RECORD EXTRACTS |
** Start **
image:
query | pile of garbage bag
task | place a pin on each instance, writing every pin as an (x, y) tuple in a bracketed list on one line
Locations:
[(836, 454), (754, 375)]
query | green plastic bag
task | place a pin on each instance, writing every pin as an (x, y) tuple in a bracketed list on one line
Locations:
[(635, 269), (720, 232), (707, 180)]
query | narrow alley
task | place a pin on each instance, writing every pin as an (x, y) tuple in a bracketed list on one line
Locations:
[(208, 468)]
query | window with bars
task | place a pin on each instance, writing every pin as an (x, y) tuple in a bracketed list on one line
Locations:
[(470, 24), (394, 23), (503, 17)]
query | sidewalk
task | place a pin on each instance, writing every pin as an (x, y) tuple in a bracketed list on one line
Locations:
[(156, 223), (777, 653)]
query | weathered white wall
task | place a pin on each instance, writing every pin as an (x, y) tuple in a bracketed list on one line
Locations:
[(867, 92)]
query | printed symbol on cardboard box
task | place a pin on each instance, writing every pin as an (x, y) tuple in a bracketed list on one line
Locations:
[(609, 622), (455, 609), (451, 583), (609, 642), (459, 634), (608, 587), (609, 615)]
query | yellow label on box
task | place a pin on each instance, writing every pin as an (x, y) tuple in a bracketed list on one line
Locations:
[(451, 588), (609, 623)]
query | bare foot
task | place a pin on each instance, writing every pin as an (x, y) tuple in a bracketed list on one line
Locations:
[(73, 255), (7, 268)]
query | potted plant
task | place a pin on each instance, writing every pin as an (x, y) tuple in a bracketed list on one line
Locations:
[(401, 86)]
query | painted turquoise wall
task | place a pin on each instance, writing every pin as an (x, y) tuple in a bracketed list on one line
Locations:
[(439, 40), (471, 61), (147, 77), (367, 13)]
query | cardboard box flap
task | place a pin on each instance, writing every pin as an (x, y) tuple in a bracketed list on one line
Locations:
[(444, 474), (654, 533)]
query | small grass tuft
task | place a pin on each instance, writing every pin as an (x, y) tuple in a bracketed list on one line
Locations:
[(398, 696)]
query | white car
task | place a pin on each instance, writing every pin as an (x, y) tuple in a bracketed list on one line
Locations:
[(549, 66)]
** End **
INSTRUCTIONS TO FOLLOW |
Quote exactly the line containing "query | potted plant" and every later line through the end of the listing, and no other lines.

THE SOLUTION |
query | potted plant
task | place a pin on each instance, writing every pin as an (x, y) tuple in a bracketed list on one line
Locations:
[(401, 86)]
query | painted turquoise wall
task | place a pin on each instance, writing every pin as an (x, y) tuple in a bracketed list on one line
Locations:
[(439, 40), (471, 61), (147, 77), (367, 13)]
query | cardboard box flap
task | place a pin on each instance, writing every pin as an (x, y) tuple in a bracketed list on one line
Locations:
[(444, 474), (654, 533)]
query | small grass tuft
task | place a pin on each instance, writing every pin as an (x, y) tuple in a bracketed list on one line
Locations:
[(398, 696)]
query | white car
task | place a pin on each instance, writing every pin as an (x, y) tuple in a bracketed list on one line
Locations:
[(549, 66)]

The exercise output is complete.